── Extrait

Lorsqu'il est question de lire le dessein, l'on examine dans les tiges les feuilles & les fleurs, dont la quantité de cordes qui doivent être prises peut aller à une certaine hauteur, sans qu'il y ait du changement, comme par exemple, à une dixaine ou deux de hauteur qui seront tirées sans discontinuer; on en fait un lac qui est placé à la droite de la tireuse, & on continue de lire les petites parties jusqu'à la hauteur où la disposition du dessein oblige de changer ce premier lac pour en lire un second; & ainsi des autres jusqu'à la fin du dessein. Quand l'étoffe est prête à être travaillée, la tireuse tire ce premier lac, & arrête le bouton tiré entre deux chevilles placées à sa droite; dans lesquelles chevilles qui n'ont de distance de l'une à l'autre qu'autant qu'il en faut pour y placer la corde qui est arrêtée par le bouton qui est au - dessous, ce lac se trouvant tiré pendant le tems que les autres lacs qui sont legers se tirent, & que l'étoffe se fabrique jusqu'à la dixaine ou ligne transversale du dessein, où il faut changer ce premier lac qui ordinairement est le plus pesant; lorsque le moment du changement arrive, le dernier lac tire une sonnette qui avertit du changement: pour lors la tireuse sort le lac arrêté entre les deux chevilles, & en place un autre pour continuer son travail.

Comme ces gros lacs sont placés en une seule ligne à la droite des autres boutons, il faut que les chevilles soient placées de façon que chaque bouton soit perpendiculaire aux deux chevilles dans lesquelles il doit être arrêté; sans quoi la tire seroit gênée: c'est pour cela que la planche des chevilles qui est de quatre pouces de largeur, doit être d'une longueur égale au rang des boutons qui contiennent le gros lac, cette planche est arrêtée solidement à une piece de bois de la hauteur de l'étai du métier, où elle forme une espece de croix, & à une distance du bouton égale à la longueur déterminée qu'il doit avoir pour tenir la soie levée à la hauteur nécessaire pour que la navette puisse passer.

Il est aisé de comprendre que cette façon de lire le dessein soulage beaucoup la tireuse, puisque dans un dessein de 50 dixaines, loin de tirer le gros lac 500 fois, elle ne le tire au plus que 50, même 25 ou 30, suivant la hauteur des cordes arrêtées; & encore tire - t - elle ce lac seul pour le mettre entre les deux chevilles, le surplus qui n'est pas arrête, étant les plus petites parties à tirer qui ne sauroient la fatiguer.

Il y a encore une observation très - importante à faire sur cette façon de disposer le métier.

C'est une regle, que chaque lac ou bouron doit contenir autant de cordes de tirage qu'il y a de cordes de rame à tirer. Ces cordes qui sont d'un très - beau fil retordu coutent 4 liv. 10 s. jusqu'à 100 s. la livre. Or, si le gros lac contient 100 ou 200 cordes plus ou moins; le bouton en doit tirer autant pour une fois seulement; s'il est poussé jusqu'à une dixaine seulement, on épargne sur 100 cordes du lac 900 cordes de moins chaque dixaine, & sur 200 cordes 1800, de trois quarts & plus de longueur chacune; ce qui, outre cette épargne qui est considérable, dégage par cette diminution de cordes le travail qui seroit beaucoup plus gêné, si le métier contenoit ce millier nombreux de cordages qui est diminué par ce retranchement industrieux.

────
── Données fournies

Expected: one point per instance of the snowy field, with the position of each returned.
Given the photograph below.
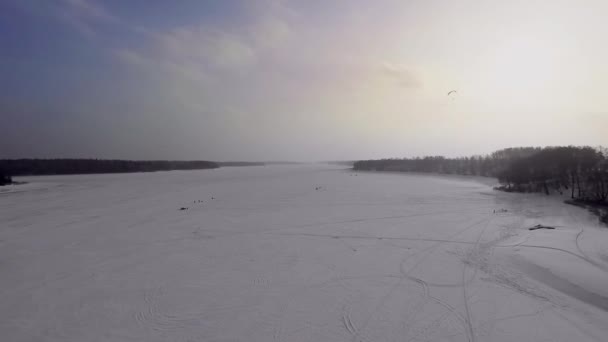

────

→ **Consigne**
Recopiez tout le passage de l'extrait, depuis « Il y a encore » jusqu'à « ce retranchement industrieux. » inclus.

→ **Consigne exécutée**
Il y a encore une observation très - importante à faire sur cette façon de disposer le métier.

C'est une regle, que chaque lac ou bouron doit contenir autant de cordes de tirage qu'il y a de cordes de rame à tirer. Ces cordes qui sont d'un très - beau fil retordu coutent 4 liv. 10 s. jusqu'à 100 s. la livre. Or, si le gros lac contient 100 ou 200 cordes plus ou moins; le bouton en doit tirer autant pour une fois seulement; s'il est poussé jusqu'à une dixaine seulement, on épargne sur 100 cordes du lac 900 cordes de moins chaque dixaine, & sur 200 cordes 1800, de trois quarts & plus de longueur chacune; ce qui, outre cette épargne qui est considérable, dégage par cette diminution de cordes le travail qui seroit beaucoup plus gêné, si le métier contenoit ce millier nombreux de cordages qui est diminué par ce retranchement industrieux.